◆ **Exercise objective**
Please repeat the records, word for word and without gaps.

=== Raw data ===

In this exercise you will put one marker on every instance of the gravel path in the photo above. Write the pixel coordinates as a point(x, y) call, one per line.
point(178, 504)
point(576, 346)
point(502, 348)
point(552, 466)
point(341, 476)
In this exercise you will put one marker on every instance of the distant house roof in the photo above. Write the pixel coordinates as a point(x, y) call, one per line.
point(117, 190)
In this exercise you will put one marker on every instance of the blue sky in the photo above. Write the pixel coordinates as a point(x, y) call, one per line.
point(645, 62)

===

◆ **Answer box**
In this exercise you will put one marker on every instance of the gravel path in the photo above. Write the pixel coordinates as a point(x, y) call, one per line.
point(178, 504)
point(576, 346)
point(502, 348)
point(552, 466)
point(341, 476)
In this exercise you will put one marker on every instance of the distant house roof in the photo above. Write the pixel coordinates as a point(x, y) call, one per line.
point(117, 190)
In this exercise you will put one marker on every instance of the blue sky in the photo above. Write the pixel coordinates as a point(x, y) call, one per line.
point(645, 62)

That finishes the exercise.